• Aim: Starting at the line with "of the hillside", transcribe each line through the final one, both included, and add nothing.

Location labeling records:
****************************************
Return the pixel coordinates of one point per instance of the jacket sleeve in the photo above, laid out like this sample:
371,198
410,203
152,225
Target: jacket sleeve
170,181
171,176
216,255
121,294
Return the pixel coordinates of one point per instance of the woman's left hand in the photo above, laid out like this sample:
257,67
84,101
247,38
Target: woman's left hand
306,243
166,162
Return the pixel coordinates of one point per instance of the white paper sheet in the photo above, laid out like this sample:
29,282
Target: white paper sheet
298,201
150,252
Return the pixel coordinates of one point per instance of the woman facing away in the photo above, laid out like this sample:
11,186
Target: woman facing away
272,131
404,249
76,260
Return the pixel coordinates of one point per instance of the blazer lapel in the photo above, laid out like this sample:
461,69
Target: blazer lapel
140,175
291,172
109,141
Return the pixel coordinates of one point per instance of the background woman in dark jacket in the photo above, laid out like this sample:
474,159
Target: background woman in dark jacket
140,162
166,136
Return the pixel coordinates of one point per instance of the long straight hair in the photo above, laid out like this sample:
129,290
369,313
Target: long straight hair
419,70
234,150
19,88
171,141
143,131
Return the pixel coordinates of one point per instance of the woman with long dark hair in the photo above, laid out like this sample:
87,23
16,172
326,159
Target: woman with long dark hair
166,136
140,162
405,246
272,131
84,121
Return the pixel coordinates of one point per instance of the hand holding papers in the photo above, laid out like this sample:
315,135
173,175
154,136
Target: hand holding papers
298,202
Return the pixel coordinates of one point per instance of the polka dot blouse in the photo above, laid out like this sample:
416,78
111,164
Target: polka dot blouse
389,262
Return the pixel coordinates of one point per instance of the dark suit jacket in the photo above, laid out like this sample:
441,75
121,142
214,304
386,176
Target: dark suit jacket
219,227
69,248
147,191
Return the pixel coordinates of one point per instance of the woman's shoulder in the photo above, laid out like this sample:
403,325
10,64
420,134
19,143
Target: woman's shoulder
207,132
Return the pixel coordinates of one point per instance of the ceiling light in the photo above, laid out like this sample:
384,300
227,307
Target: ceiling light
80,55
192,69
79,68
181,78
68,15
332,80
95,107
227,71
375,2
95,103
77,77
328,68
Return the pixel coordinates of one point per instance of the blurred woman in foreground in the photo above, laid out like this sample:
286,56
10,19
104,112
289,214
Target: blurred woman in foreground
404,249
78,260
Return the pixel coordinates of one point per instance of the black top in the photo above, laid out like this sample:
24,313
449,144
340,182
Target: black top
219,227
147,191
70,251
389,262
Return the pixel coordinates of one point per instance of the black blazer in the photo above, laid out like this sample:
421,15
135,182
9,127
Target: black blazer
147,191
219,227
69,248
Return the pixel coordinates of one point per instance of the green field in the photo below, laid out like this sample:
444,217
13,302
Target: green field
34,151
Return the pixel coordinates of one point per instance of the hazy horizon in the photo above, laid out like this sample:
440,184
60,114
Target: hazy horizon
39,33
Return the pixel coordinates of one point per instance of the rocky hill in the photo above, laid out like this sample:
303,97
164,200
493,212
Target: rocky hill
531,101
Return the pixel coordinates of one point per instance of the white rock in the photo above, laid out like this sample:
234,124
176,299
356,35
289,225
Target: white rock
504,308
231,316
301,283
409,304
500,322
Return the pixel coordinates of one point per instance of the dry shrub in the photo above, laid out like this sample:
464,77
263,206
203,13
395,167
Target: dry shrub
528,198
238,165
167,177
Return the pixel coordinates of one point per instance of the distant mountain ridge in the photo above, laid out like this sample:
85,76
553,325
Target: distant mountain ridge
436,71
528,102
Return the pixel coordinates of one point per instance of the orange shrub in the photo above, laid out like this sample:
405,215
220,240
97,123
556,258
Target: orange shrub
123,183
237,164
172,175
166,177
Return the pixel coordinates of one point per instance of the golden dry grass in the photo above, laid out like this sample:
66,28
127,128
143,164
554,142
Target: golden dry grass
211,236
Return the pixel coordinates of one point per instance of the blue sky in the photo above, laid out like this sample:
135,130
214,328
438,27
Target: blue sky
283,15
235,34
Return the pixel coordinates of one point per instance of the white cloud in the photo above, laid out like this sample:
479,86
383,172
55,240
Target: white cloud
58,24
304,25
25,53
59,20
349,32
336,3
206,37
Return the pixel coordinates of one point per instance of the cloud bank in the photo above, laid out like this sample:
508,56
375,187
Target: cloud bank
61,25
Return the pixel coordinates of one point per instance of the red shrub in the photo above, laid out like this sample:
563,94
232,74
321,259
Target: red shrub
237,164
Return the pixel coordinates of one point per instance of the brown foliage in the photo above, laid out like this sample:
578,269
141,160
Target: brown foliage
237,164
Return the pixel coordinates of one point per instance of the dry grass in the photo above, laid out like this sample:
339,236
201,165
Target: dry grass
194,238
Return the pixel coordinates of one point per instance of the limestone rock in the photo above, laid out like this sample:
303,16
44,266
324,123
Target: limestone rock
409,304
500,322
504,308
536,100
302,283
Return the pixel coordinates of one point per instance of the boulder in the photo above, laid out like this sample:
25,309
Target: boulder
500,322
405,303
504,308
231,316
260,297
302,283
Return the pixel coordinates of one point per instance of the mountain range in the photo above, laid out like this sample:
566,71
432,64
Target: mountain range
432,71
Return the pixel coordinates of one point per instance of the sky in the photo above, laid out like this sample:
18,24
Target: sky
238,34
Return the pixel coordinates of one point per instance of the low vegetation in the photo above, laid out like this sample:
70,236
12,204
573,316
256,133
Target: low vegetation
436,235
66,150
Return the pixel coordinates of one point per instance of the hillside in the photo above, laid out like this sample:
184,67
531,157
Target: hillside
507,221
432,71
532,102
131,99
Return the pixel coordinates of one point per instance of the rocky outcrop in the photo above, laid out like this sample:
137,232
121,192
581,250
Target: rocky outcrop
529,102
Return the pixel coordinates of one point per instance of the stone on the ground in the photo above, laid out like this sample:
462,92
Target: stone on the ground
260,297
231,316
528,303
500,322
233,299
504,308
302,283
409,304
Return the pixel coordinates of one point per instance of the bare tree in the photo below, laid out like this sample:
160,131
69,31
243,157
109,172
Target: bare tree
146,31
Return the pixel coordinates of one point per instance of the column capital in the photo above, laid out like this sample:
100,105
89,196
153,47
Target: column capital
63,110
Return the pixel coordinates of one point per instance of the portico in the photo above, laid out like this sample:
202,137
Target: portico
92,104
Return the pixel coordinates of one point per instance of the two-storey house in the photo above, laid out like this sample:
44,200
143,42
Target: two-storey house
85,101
****************************************
• Task response:
Return the pixel coordinates of one point per instance of the hillside in the photo above, laid out like this sample:
184,67
531,157
Target: hillside
507,221
432,71
532,102
131,99
Return the pixel coordinates of one point per instance of the rocky outcrop in the photo above, laid out like this sample:
137,232
121,192
581,250
Target: rocky outcrop
529,102
Return the pixel coordinates of one point per instance of the stone on the ground in the photo above, laid out like this sample:
462,92
Target: stone on the ground
260,297
231,316
528,303
500,322
233,299
504,308
302,283
409,304
Return the pixel coordinates of one point per instance of the bare tree in the photo below, laid out like this sample:
160,131
69,31
243,157
109,172
Target: bare tree
146,31
Return the pixel coordinates of one point per instance of the column capital in the photo above, laid out like this sample:
100,105
89,196
153,47
Target: column capital
63,110
Return the pixel coordinates of one point per instance of the portico in the photo above, laid out like this sample:
202,137
Target: portico
92,104
Return the pixel coordinates of one point per instance of the two-storey house in the photo above, laid out like this sample:
44,200
143,42
Target: two-storey house
85,101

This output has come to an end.